* _Document passage_
###

No findings were identified.

.2 Mitigating Systems Performance Index - Emergency ac Power System (MS06)

a. Inspection Scope

The inspectors sampled licensee submittals for the mitigating systems performance index - emergency ac power system performance indicator for Units 1 and 2 for the period from the fourth quarter 2011 through the third quarter 2012. To determine the accuracy of the performance indicator data reported during those periods, the inspectors used definitions and guidance contained in NEI Document 99-02, Regulatory Assessment Performance Indicator Guideline, Revision 6. The inspectors reviewed the licensees operator narrative logs, mitigating systems performance index derivation reports, issue reports, event reports, and NRC integrated inspection reports for the period of October 2011 through September 2012 to validate the accuracy of the submittals. The inspectors reviewed the mitigating systems performance index component risk coefficient to determine if it had changed by more than 25 percent in value since the previous inspection, and if so, that the change was in accordance with

applicable NEI guidance. The inspectors also reviewed the licensees issue report database to determine if any problems had been identified with the performance indicator data collected or transmitted for this indicator and reviewed condition reports related to Frequently Asked Question 480. Specific documents reviewed are described in the attachment to this report.

These activities constitute completion of two, one per unit, mitigating systems performance index - emergency ac power system samples as defined in Inspection Procedure 71151-05.

b. Findings

No findings were identified.

.3 Mitigating Systems Performance Index - High Pressure Injection Systems (MS07)

###

* _Challenge a_
Count the lines in the records below that contain the word "polygon", treating uppercase and lowercase as different. Give only the number.

[Stored items from a collection]
###

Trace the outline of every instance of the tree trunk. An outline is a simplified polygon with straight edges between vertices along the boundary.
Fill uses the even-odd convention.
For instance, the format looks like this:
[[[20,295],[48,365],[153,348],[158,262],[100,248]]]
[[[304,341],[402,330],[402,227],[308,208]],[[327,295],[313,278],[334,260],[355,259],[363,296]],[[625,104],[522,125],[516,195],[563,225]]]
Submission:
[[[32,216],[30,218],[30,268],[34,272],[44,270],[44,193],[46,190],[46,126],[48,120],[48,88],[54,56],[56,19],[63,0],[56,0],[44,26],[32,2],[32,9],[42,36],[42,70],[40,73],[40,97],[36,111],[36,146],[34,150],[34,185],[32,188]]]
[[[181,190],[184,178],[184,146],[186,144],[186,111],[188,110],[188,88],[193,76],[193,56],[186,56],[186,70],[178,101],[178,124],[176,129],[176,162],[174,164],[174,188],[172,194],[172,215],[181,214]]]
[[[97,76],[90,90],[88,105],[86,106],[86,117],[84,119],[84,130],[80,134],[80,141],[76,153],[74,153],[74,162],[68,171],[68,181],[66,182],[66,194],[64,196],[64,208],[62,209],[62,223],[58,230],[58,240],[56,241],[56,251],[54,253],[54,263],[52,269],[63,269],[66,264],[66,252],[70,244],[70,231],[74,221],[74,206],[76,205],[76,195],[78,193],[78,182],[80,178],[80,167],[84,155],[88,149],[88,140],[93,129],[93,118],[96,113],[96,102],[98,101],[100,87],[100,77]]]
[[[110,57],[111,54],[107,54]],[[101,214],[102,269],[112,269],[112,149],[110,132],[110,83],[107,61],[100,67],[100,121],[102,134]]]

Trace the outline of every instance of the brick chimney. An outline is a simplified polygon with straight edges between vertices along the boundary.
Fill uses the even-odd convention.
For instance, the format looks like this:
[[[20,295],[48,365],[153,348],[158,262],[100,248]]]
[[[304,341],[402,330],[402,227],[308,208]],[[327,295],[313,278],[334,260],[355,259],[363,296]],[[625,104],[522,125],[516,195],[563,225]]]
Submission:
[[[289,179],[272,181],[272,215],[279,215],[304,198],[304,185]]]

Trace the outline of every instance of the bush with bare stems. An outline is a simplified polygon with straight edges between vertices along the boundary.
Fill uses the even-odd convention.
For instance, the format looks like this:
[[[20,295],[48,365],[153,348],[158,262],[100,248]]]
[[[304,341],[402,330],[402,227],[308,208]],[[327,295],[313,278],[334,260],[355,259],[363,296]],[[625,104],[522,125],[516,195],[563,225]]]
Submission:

###

* _Challenge b_
Please reproduce the part of the inspection report passage above that opens with the words containing "These activities constitute" and closes with "Inspection Procedure 71151-05.".

* _Exercise result a_
3

* _Exercise result b_
These activities constitute completion of two, one per unit, mitigating systems performance index - emergency ac power system samples as defined in Inspection Procedure 71151-05.